Reproduce word for word the lines of the data below, from the line containing "the clover-shaped leaf." through the line containing "[15,169,93,215]", both included.

[start]

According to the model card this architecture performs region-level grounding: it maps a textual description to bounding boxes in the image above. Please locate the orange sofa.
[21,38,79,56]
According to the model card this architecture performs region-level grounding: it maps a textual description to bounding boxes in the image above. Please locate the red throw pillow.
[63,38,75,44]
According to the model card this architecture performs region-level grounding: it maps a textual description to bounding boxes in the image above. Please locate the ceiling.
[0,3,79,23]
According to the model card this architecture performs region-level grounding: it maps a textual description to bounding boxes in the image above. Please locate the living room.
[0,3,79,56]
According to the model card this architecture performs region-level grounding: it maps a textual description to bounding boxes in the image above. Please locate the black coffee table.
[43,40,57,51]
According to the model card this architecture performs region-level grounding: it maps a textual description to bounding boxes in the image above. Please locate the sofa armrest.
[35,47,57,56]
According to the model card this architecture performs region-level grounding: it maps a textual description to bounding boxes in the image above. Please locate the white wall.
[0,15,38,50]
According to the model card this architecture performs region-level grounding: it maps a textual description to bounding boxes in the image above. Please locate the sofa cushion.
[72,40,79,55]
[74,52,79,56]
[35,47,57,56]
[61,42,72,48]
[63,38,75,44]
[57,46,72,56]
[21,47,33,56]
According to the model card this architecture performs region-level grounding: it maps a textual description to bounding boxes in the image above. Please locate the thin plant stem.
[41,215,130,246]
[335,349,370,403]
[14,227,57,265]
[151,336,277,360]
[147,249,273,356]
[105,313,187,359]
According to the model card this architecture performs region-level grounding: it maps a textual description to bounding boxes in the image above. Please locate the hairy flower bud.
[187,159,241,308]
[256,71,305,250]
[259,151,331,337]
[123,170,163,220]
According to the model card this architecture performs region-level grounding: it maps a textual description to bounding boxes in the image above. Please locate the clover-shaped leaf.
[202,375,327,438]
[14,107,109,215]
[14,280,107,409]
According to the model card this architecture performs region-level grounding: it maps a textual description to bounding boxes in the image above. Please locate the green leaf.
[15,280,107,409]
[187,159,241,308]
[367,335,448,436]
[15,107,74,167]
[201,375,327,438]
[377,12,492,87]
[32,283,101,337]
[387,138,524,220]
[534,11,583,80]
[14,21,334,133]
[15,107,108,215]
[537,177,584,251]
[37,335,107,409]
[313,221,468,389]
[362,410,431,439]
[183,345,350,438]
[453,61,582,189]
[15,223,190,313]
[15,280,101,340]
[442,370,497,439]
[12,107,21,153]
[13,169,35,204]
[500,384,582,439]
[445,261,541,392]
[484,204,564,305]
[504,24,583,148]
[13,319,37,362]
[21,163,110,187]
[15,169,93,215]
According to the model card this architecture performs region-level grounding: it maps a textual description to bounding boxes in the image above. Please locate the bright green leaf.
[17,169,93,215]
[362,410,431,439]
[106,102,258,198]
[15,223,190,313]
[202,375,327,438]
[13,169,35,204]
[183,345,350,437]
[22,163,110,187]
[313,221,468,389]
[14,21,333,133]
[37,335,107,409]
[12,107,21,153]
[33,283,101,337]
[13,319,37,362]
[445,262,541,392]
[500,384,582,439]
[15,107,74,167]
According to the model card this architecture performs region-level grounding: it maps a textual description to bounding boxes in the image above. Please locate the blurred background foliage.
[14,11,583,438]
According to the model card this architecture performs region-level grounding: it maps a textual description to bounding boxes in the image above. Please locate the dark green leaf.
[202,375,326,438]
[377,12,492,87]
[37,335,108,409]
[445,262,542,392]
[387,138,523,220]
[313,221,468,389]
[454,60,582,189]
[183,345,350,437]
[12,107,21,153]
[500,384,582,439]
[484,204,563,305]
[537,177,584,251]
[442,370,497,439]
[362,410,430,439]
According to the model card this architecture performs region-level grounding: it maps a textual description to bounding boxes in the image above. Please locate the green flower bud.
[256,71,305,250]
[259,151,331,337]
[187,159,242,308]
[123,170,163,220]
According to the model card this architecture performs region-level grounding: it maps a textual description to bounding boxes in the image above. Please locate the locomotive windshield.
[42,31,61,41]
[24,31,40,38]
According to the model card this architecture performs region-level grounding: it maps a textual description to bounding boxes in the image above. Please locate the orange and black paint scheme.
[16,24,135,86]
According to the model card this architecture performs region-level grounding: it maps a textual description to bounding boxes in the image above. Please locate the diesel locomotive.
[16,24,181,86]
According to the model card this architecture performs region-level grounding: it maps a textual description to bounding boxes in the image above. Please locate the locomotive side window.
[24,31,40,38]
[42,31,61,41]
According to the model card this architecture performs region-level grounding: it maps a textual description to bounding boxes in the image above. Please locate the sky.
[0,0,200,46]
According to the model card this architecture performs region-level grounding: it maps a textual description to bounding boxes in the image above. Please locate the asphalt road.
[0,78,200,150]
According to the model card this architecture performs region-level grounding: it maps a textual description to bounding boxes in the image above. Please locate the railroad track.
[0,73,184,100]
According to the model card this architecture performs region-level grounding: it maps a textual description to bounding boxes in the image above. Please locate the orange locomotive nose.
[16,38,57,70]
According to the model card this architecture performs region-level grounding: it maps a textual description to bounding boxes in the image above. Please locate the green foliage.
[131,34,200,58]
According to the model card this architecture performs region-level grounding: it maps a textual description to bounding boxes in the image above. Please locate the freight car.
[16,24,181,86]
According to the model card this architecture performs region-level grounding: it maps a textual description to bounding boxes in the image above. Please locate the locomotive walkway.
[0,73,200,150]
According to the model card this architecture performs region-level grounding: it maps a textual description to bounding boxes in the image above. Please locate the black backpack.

[end]

> Response
According to the model card this architecture performs region-level grounding: it maps a textual description to bounding boxes in the image above. Please locate the clover-shaped leaf.
[202,375,327,438]
[14,107,109,215]
[14,280,107,409]
According to the model card this architecture performs region-level grounding: it maps a textual description to bounding boxes in the image above. Please locate the green leaf.
[15,280,107,409]
[187,159,241,308]
[367,335,448,436]
[15,107,74,167]
[201,375,327,438]
[377,12,492,87]
[32,283,101,337]
[387,138,524,220]
[534,11,583,80]
[14,21,334,133]
[15,107,108,215]
[537,177,584,251]
[37,335,107,409]
[313,221,468,389]
[362,410,431,439]
[183,345,350,438]
[453,61,582,189]
[15,223,190,313]
[15,280,101,340]
[442,370,497,439]
[12,107,21,153]
[13,169,35,204]
[500,384,582,439]
[445,261,541,392]
[484,204,564,305]
[504,24,583,148]
[13,319,37,362]
[21,163,110,187]
[15,169,93,215]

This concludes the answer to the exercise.